-- Start --

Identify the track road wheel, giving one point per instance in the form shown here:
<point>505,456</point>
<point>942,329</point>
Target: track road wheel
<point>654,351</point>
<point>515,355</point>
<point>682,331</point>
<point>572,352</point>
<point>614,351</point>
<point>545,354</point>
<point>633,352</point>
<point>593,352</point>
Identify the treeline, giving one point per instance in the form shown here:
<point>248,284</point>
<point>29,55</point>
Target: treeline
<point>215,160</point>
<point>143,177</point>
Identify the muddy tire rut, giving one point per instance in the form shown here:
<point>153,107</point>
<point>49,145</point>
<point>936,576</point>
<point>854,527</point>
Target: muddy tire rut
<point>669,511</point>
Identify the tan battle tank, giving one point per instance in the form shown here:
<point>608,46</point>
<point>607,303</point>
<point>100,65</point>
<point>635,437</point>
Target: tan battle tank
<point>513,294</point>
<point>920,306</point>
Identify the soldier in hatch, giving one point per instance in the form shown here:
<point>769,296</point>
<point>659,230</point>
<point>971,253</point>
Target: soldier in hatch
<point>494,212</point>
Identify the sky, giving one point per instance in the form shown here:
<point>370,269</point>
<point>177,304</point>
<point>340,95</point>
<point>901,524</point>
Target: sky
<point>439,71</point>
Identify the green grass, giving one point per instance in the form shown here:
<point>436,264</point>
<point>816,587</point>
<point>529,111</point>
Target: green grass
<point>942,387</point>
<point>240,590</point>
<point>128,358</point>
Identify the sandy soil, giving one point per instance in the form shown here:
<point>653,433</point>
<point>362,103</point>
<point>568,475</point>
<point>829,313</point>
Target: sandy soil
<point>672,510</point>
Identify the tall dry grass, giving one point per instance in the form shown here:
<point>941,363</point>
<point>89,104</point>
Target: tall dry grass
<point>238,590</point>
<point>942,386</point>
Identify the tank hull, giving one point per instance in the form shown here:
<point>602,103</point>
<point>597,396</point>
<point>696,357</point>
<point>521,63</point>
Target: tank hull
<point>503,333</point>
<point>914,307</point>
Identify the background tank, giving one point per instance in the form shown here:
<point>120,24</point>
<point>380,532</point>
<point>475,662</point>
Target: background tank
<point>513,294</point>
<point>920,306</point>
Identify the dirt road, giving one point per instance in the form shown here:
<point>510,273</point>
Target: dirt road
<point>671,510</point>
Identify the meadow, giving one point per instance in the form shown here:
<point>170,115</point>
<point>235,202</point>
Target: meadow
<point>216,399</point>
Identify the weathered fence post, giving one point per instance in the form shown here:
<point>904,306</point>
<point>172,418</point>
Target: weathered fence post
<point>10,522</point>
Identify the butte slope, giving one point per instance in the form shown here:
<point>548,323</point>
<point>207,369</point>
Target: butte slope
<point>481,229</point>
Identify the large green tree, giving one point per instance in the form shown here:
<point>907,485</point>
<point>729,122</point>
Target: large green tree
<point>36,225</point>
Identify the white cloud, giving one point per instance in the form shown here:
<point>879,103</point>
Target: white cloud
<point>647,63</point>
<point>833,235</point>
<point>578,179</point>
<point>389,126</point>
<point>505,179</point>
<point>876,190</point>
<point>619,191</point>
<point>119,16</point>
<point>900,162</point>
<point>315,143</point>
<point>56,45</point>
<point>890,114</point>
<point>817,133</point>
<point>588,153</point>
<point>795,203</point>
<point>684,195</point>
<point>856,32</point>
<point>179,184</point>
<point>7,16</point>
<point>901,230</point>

-- End --

**WHAT TO DO**
Copy the items above word for word, keeping every line in its original order.

**EXPECTED OUTPUT**
Identify the track road wheel, giving one point per instance in the form shown here:
<point>505,456</point>
<point>942,329</point>
Target: track road wheel
<point>654,351</point>
<point>515,355</point>
<point>682,331</point>
<point>572,352</point>
<point>614,351</point>
<point>545,354</point>
<point>633,352</point>
<point>593,352</point>
Identify the treeline, giving one point per instance in the form shown here:
<point>248,284</point>
<point>29,55</point>
Target: treeline
<point>215,160</point>
<point>143,177</point>
Identify the muddy tire rut, giving one point per instance in the form shown here:
<point>153,107</point>
<point>49,145</point>
<point>936,576</point>
<point>854,527</point>
Target: muddy tire rut
<point>669,511</point>
Identify the tan battle tank, giving one point per instance in the form shown here:
<point>608,46</point>
<point>607,303</point>
<point>100,65</point>
<point>635,437</point>
Target: tan battle tank
<point>513,294</point>
<point>920,306</point>
Identify the soldier in hatch, giving one point per instance in the form shown here:
<point>769,296</point>
<point>659,230</point>
<point>971,253</point>
Target: soldier in hatch
<point>494,212</point>
Identify the sky, giving one point per instance in the form shown here:
<point>370,269</point>
<point>177,304</point>
<point>340,95</point>
<point>901,524</point>
Target: sky
<point>439,71</point>
Identify the green grass, giving one point per instance in the form shown here:
<point>436,264</point>
<point>816,587</point>
<point>529,111</point>
Target: green grass
<point>942,387</point>
<point>240,590</point>
<point>128,358</point>
Identify the sandy soil, giving one point per instance in the form shown here:
<point>653,433</point>
<point>362,103</point>
<point>568,475</point>
<point>829,313</point>
Target: sandy soil
<point>672,510</point>
Identify the tall dry grass, giving one point per instance in the form shown here:
<point>941,363</point>
<point>89,104</point>
Target: tall dry grass
<point>238,590</point>
<point>942,386</point>
Identify the tank hull, giving one point per instance in the form shown here:
<point>602,103</point>
<point>597,396</point>
<point>696,357</point>
<point>521,63</point>
Target: tank hull
<point>503,333</point>
<point>914,307</point>
Identify the background tank, giving one point per instance in the form shown here:
<point>120,24</point>
<point>380,532</point>
<point>475,662</point>
Target: background tank
<point>513,294</point>
<point>920,306</point>
Identify the dirt road, giving one point per instance in the form shown here:
<point>510,273</point>
Target: dirt road
<point>671,510</point>
Identify the meadow, giving one point per instance in the form shown here:
<point>170,115</point>
<point>235,202</point>
Target: meadow
<point>216,399</point>
Identify the weathered fence post, giving one point per instance in the form shown here:
<point>904,306</point>
<point>172,418</point>
Target: weathered fence post
<point>10,522</point>
Identify the butte slope, giving one point per instance in the form shown here:
<point>548,323</point>
<point>207,369</point>
Target: butte slope
<point>481,229</point>
Identify the large green tree, giving one point per instance in the form shown here:
<point>907,485</point>
<point>729,122</point>
Target: large green tree
<point>36,225</point>
Identify the white cloud, giving one point per instance in the form shown here:
<point>879,103</point>
Target: white cloud
<point>647,63</point>
<point>833,235</point>
<point>578,179</point>
<point>389,126</point>
<point>505,179</point>
<point>876,190</point>
<point>619,191</point>
<point>119,16</point>
<point>900,162</point>
<point>315,143</point>
<point>56,45</point>
<point>890,114</point>
<point>817,133</point>
<point>588,153</point>
<point>795,203</point>
<point>684,195</point>
<point>856,32</point>
<point>179,184</point>
<point>7,16</point>
<point>901,230</point>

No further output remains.